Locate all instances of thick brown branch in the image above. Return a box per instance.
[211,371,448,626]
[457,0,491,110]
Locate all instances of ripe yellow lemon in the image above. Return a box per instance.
==
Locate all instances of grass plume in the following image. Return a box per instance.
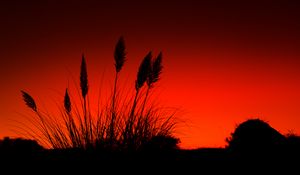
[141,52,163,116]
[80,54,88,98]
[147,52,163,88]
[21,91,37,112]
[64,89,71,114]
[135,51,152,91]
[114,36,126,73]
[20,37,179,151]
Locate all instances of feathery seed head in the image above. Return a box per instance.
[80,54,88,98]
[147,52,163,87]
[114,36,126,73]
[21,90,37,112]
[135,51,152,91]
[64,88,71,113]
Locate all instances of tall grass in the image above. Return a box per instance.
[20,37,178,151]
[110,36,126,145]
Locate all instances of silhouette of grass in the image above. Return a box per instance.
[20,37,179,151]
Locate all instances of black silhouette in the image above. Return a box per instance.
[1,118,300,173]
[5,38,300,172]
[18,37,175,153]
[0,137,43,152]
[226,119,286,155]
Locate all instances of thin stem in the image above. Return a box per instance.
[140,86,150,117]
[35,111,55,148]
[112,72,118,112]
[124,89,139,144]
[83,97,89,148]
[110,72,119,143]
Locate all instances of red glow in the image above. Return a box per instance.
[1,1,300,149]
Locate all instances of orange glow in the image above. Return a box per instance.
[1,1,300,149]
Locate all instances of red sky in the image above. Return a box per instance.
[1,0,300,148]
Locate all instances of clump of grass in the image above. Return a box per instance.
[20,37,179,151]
---
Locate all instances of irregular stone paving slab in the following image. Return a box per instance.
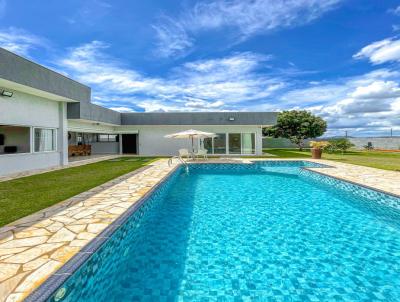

• _WORK REQUEST_: Restate word for word the entries above from the line with "Locate all instances of thick" through the line with "Locate all instances of ripe", inclusive, leaving out everything else.

• _TASK SOLUTION_:
Locate all instances of thick brown branch in the image above. Return a box per instance.
[211,371,448,626]
[457,0,491,110]
Locate all instances of ripe yellow lemon in the image above. Return a box per instance.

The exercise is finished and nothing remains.